_The exercise_
Recast the entries, from their start through the line containing "51], [205, 55]]" (inclusive), as a Markdown table with the columns Row and Line, numbering each line and omitting blank ones. Leave the pictures out of the table.

_Given data_

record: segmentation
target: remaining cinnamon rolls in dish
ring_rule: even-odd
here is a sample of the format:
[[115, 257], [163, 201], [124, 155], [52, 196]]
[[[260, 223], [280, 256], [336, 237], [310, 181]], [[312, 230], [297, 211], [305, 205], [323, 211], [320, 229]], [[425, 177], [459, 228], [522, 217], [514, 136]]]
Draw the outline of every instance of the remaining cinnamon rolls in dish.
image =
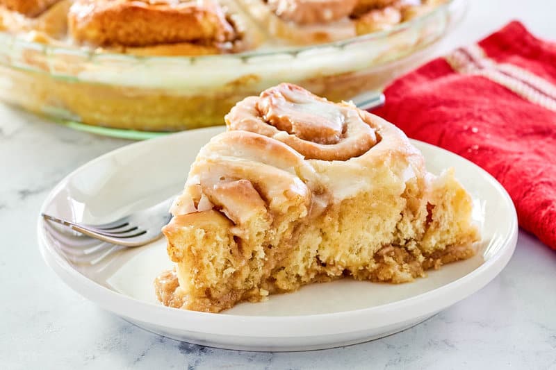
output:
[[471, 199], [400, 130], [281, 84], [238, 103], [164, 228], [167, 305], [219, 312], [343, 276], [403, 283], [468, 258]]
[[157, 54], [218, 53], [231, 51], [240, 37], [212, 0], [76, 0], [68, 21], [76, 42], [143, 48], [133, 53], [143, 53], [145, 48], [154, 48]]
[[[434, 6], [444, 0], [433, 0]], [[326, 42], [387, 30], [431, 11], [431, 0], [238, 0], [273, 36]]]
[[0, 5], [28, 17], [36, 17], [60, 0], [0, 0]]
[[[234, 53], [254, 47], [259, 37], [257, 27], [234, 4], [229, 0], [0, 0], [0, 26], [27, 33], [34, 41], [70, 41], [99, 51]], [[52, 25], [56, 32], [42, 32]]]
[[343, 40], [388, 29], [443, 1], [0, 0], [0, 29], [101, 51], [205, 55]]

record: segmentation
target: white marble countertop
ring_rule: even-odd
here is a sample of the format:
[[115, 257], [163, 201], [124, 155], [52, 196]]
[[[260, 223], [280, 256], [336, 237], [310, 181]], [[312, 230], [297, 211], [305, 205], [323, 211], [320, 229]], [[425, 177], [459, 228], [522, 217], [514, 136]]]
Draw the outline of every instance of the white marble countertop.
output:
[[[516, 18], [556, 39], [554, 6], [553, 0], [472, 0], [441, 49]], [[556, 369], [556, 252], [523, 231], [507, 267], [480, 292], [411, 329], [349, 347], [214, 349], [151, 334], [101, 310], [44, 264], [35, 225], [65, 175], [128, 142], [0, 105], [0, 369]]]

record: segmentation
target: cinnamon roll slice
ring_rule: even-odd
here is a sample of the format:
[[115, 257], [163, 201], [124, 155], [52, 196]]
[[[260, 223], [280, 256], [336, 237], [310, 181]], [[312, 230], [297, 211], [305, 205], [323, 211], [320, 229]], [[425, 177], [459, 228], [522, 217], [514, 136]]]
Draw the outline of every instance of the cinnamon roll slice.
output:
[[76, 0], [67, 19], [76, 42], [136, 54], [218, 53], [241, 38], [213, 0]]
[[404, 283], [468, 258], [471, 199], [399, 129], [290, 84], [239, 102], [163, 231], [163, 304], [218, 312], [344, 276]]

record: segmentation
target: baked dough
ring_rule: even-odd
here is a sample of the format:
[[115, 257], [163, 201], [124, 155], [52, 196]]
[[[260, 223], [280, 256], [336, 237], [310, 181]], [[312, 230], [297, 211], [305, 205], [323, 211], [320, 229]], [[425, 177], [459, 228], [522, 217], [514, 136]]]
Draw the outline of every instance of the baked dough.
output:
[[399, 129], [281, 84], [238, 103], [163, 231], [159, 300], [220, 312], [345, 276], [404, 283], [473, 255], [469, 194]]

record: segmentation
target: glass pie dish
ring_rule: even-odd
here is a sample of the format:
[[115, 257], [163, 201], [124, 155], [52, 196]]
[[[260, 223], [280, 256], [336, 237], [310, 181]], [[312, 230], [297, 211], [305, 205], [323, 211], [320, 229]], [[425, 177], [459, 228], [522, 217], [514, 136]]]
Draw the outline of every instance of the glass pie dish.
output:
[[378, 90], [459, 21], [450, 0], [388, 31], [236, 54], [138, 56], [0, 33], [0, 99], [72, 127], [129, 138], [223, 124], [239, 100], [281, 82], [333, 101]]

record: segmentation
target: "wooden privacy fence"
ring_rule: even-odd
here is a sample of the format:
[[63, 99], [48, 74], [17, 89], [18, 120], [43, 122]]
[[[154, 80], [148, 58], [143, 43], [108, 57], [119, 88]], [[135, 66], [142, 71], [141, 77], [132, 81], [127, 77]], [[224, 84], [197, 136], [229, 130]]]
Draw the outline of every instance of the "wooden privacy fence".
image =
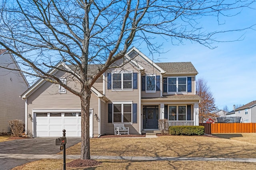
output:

_Result of the task_
| Row | Line |
|---|---|
| 1 | record: segmentation |
| 2 | target: remaining cinnamon rolls in dish |
| 3 | ring_rule: even-odd |
| 4 | here is a sample of the format: |
| 5 | [[115, 257], [163, 201], [124, 155], [52, 196]] |
| 6 | [[[260, 223], [280, 256], [336, 237], [310, 181]], [[312, 230], [297, 211], [305, 205], [323, 211], [320, 229]], [[425, 177], [459, 228], [522, 217], [514, 136]]] |
| 7 | Draw the outline of every instance of the remaining cinnamon rolls in dish. |
| 8 | image = |
| 9 | output: |
| 10 | [[471, 199], [400, 130], [281, 84], [238, 103], [164, 228], [167, 305], [219, 312], [343, 276], [403, 283], [468, 258]] |
| 11 | [[157, 54], [218, 53], [231, 51], [240, 37], [212, 0], [76, 0], [68, 21], [76, 42], [143, 48], [133, 53], [143, 53], [145, 48], [154, 48]] |
| 12 | [[[434, 6], [444, 0], [433, 0]], [[326, 42], [387, 30], [431, 11], [431, 0], [238, 0], [273, 36]]] |
| 13 | [[0, 5], [28, 17], [36, 17], [60, 0], [0, 0]] |
| 14 | [[[234, 53], [254, 47], [259, 37], [257, 27], [234, 4], [229, 0], [0, 0], [0, 26], [27, 33], [34, 41], [70, 41], [99, 51]], [[52, 25], [56, 32], [42, 32]]] |
| 15 | [[343, 40], [388, 29], [443, 1], [0, 0], [0, 29], [101, 51], [205, 55]] |